*WHAT THE EXERCISE ASKS*: Reproduce every row below with its request, and shift each point coordinate in the answers up by 130 while keeping the numbers in the requests and their sample outputs as they are. Leave the pictures out.

═══

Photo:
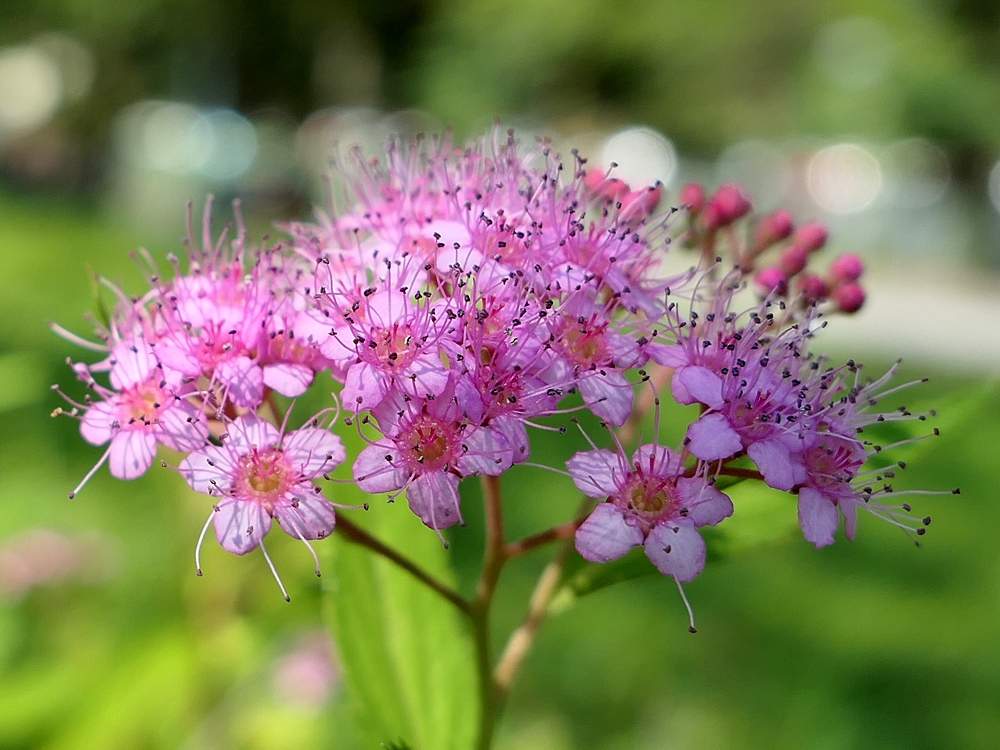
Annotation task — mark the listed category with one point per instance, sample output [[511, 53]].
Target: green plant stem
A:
[[494, 558], [521, 640], [357, 535]]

═══

*THE REPLY*:
Photo:
Annotation task — mark the listed category with one point per instance, sample output [[511, 53]].
Target: green plant stem
A:
[[624, 688], [651, 770], [487, 665]]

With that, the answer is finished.